* _To do_
From the items below, select each line that contains the string "query", counting a match only when the case is identical, and copy those lines out.

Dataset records
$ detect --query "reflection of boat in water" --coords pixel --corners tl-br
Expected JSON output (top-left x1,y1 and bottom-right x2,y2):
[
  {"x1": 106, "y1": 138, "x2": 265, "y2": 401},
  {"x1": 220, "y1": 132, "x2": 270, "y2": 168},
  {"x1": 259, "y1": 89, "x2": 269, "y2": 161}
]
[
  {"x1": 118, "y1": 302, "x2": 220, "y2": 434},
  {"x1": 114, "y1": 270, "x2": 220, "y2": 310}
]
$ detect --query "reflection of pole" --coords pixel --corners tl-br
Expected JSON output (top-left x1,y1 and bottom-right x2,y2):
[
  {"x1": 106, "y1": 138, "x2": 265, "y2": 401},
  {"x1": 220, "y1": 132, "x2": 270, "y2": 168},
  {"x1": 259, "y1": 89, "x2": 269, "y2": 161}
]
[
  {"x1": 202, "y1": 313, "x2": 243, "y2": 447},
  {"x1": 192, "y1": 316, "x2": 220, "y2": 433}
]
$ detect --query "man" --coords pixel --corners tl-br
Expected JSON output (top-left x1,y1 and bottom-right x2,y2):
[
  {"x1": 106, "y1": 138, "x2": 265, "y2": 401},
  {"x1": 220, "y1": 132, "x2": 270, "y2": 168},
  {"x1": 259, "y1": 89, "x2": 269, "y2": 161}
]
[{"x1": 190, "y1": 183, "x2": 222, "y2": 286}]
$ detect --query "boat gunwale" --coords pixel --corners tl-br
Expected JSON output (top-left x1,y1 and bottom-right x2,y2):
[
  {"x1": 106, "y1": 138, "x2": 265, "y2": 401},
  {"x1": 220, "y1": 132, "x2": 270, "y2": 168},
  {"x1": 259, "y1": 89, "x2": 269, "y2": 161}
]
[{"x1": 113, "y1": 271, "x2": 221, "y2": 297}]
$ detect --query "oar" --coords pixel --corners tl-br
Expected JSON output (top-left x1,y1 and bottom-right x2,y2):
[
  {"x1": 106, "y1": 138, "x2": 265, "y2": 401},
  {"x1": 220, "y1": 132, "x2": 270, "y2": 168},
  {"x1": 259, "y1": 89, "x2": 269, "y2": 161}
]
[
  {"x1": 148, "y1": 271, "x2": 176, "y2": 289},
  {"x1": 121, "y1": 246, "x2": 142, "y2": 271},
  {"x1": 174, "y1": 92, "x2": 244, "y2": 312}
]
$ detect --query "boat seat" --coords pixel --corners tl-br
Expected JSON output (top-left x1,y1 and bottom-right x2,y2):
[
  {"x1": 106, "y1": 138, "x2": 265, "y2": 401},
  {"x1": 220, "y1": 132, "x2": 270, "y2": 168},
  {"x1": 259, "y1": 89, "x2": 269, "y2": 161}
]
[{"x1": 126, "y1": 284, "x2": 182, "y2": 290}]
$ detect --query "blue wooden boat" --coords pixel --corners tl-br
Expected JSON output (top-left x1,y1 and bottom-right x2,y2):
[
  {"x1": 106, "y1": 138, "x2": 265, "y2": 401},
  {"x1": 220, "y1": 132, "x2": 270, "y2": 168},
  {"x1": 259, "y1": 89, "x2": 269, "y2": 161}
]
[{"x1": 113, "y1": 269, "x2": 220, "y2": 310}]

* _Output of the exercise_
$ detect --query "reflection of boat in water" --coords pixel --corners tl-br
$ detect --query "reflection of pole" --coords pixel --corners tl-br
$ detect --query "man" --coords pixel --corners tl-br
$ detect --query "boat gunwale" --coords pixel --corners tl-br
$ detect --query "oar" --coords pixel --corners tl-br
$ detect --query "boat seat" --coords pixel --corners tl-br
$ detect --query "blue wooden boat" --coords pixel --corners tl-br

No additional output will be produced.